Parts of the exercise:
1. According to the passage about the Robinwood hospital site, who filed the bill?
2. Write the next part of the passage about the Robinwood hospital site, picking up after its last sentence.

Extract provided:
******

Del. John Donoghue, who filed the bill, agreed that it could not be applied retroactively to litigation that has already been filed. He said he would not speculate as to how it might be used in the future.

Let us do that. It might be used to make it more difficult to appeal a zoning text amendment, which would essentially change the zoning ordinance to make a new hospital a permitted use at the Robinwood site.

This strategy, now under consideration by the Washington County Commissioners, would make the matter of a variance moot.

But, like the bond bill, this ploy might be coming too late to avoid a lengthy delay in new hospital construction. The idea has been talked about since 2005, but the last Board of County Commissioners took no action.

What has delayed this process, as much as anything the appellants have done, is the reluctance of elected officials to act when they should have - to intervene in the City of Hagerstown's dispute with the hospital, for example.

******

[Source data]
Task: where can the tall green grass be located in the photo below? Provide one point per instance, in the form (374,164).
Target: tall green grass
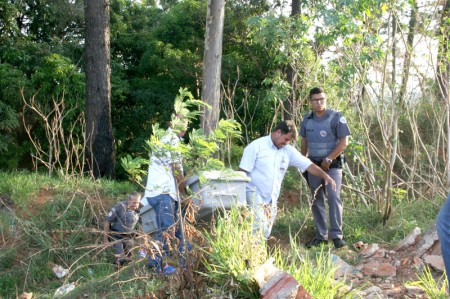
(436,289)
(232,254)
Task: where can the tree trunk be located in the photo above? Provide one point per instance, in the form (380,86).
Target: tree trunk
(99,136)
(443,74)
(212,64)
(290,103)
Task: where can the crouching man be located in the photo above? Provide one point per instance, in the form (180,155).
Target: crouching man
(119,227)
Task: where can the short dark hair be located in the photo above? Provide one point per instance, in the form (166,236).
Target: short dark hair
(287,126)
(135,195)
(315,90)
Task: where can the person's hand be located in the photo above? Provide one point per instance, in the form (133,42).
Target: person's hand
(186,200)
(325,165)
(330,181)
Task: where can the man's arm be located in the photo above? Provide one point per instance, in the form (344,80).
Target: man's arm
(317,171)
(304,147)
(179,178)
(340,147)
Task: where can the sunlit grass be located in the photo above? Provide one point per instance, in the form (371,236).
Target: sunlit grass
(436,289)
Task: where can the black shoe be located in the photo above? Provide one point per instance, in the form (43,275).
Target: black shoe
(315,242)
(338,243)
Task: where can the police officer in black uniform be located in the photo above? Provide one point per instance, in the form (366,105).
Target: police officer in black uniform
(324,137)
(119,227)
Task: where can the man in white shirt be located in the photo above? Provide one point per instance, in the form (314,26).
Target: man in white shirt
(164,190)
(265,160)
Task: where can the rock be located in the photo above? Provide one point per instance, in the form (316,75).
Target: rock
(370,291)
(380,253)
(376,269)
(413,291)
(360,245)
(277,284)
(59,271)
(435,261)
(427,241)
(409,240)
(369,250)
(436,249)
(405,261)
(396,292)
(64,289)
(342,268)
(283,286)
(418,262)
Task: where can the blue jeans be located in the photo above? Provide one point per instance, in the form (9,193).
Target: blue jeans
(443,230)
(166,210)
(335,208)
(264,213)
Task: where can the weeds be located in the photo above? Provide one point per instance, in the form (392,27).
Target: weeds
(234,253)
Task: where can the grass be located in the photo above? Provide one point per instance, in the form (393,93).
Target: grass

******

Solved tasks:
1. Del. John Donoghue

2.
Now - again - officials are arriving late at the table with a strategy that might only provoke an appeal on constitutional grounds.

The Herald-Mail supports construction of a new hospital at the Robinwood location. The proximity of an acute-care hospital to many doctors' offices would allow more of them to remain "on call" for emergencies and trauma care while still seeing their private patients.

The best strategy for ending this impasse now is not another attempt to shame or bully the appellants into giving up.

Instead, someone needs to try to persuade them that the quality of this community's medical care depends on getting this facility built before another five years have passed.